— 読む文章 —
当ブログで取り上げた中で多かったのは、むしろ「ただ褒める」とわざとらしいので、「質問形式にして褒める」というパターンでしたね。
たとえばこの本とか。
話すより10倍ラク! 聞く会話術
参考記事:【51のTIPS】『話すより10倍ラク! 聞く会話術』に学ぶ褒めテク5選(2015年02月10日)
◆一方、少々驚いたのが、第3章から抜き出した上記ポイントの3番目。
私自身、「つまり」でまとめ直すのがNGだとは知りませんでした。
……といいますか、そんなことでイラっとしますかね?
さらに「○○という理解で合っていますでしょうか?」なんて、生まれてこの方、言ったことありませんよ。
これはもしかしたら、私が地雷を踏みまくっていたのかもしれないので、今後はこのフレーズを頭に叩き込んでおかなくては。
◆さらに、営業本で見かけた記憶があるのが、上記ポイントの4番目の「仮に」です。
こちらは本書の第4章からのTIPSなのですが、本書でも営業の例として登場するくらいですから、営業の方にとっては鉄板なのかもしれません。
なお、こちらの本では、「ストレートに催促しにくい相手」に対して「仮に」を用いていますので、ご参考まで(ポイントの5番目)。
「本音で話す」は武器になる
参考記事:【5選】『「本音で話す」は武器になる』に学ぶ本音テク5選(2019年09月04日)

— 提示情報 —
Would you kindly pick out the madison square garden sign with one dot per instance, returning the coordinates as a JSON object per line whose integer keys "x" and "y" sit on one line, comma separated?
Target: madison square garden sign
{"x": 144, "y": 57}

— 取り組む作業 —
1. 会話術についての文章のうち、「私自身、「つまり」でまとめ直すのがNGだとは知りませんでした。」から「ては鉄板なのかもしれません。」までを両端も含めて一字一句そのまま写し取り、返してください。
2. 会話術についての文章を、最後に示された文の後から再開し、続きを書き進めてください。
上記の資料は、会話術についての文章とは別個のものです。

— 作業別の解答 —
1.
私自身、「つまり」でまとめ直すのがNGだとは知りませんでした。
……といいますか、そんなことでイラっとしますかね?
さらに「○○という理解で合っていますでしょうか?」なんて、生まれてこの方、言ったことありませんよ。
これはもしかしたら、私が地雷を踏みまくっていたのかもしれないので、今後はこのフレーズを頭に叩き込んでおかなくては。
◆さらに、営業本で見かけた記憶があるのが、上記ポイントの4番目の「仮に」です。
こちらは本書の第4章からのTIPSなのですが、本書でも営業の例として登場するくらいですから、営業の方にとっては鉄板なのかもしれません。

2.
なお、上記ポイントの5番目は、1つ飛んだ第6章からのもの。
ある意味「叱責」に近い「質問」をやわらげるために、「肯定」フレーズを付すことで、「心理的な安全性を確保」しているわけですね。
これも私の場合、子どもに対しては「叱責」のみで対応していたので、反省しきり……。
冒頭の内容紹介にある「仕事ではもちろん、家庭でもプライベートでも役立つ内容」というのも納得の1冊でした。
よりよい質問を身につけるために読むべし!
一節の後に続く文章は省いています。